TASK DESCRIPTION: Please express the rows from the line with "Box stone pavement." up to and including the line with "0, 34, 131, 94" as a Markdown table with the columns Number and Line, leaving out any blank lines.

A block of data:
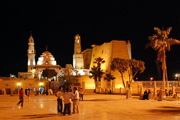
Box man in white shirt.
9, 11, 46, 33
73, 87, 79, 113
63, 88, 74, 115
55, 87, 63, 114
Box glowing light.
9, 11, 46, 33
150, 77, 154, 80
39, 57, 44, 61
39, 82, 43, 86
37, 61, 42, 65
52, 61, 56, 65
17, 83, 21, 86
78, 70, 85, 75
86, 84, 95, 89
33, 61, 36, 65
40, 104, 43, 109
50, 57, 55, 61
115, 85, 124, 89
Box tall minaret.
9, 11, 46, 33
73, 34, 84, 69
27, 33, 36, 73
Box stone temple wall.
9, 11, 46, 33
90, 40, 131, 89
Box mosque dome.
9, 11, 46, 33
37, 51, 56, 66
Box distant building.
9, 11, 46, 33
36, 49, 61, 81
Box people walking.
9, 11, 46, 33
63, 88, 74, 115
27, 89, 31, 102
73, 87, 79, 113
79, 88, 84, 100
55, 87, 63, 114
17, 88, 24, 107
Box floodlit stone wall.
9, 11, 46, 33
90, 40, 131, 89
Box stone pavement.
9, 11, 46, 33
0, 94, 180, 120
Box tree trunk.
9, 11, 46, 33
162, 51, 166, 90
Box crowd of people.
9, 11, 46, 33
17, 87, 84, 115
55, 87, 83, 115
142, 89, 151, 100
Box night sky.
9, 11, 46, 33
0, 0, 180, 80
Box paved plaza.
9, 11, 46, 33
0, 94, 180, 120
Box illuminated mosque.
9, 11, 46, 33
0, 34, 131, 94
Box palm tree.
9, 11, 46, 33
146, 27, 180, 90
129, 59, 146, 83
104, 73, 116, 88
93, 57, 105, 69
111, 58, 128, 87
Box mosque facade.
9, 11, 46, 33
0, 34, 131, 93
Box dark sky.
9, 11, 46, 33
0, 0, 180, 79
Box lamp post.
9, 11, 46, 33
175, 73, 180, 87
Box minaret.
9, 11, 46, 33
27, 33, 36, 75
74, 34, 81, 54
73, 34, 84, 69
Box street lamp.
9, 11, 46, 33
150, 77, 154, 80
175, 73, 180, 87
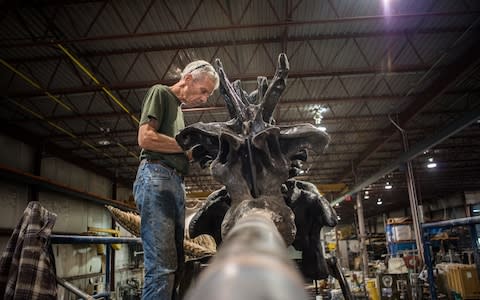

RESULT OF THE TASK:
| Number | Line |
|---|---|
| 1 | Box stone pavement. |
| 2 | 9, 11, 46, 33 |
| 3 | 0, 94, 180, 120 |
| 4 | Box tree trunk. |
| 5 | 9, 11, 46, 33 |
| 6 | 162, 51, 166, 90 |
| 7 | Box crowd of people. |
| 8 | 9, 11, 46, 33 |
| 9 | 17, 87, 84, 115 |
| 10 | 55, 87, 83, 115 |
| 11 | 142, 89, 151, 100 |
| 12 | Box night sky. |
| 13 | 9, 11, 46, 33 |
| 14 | 0, 0, 180, 80 |
| 15 | Box paved plaza. |
| 16 | 9, 11, 46, 33 |
| 17 | 0, 94, 180, 120 |
| 18 | Box illuminated mosque. |
| 19 | 9, 11, 46, 33 |
| 20 | 0, 34, 131, 94 |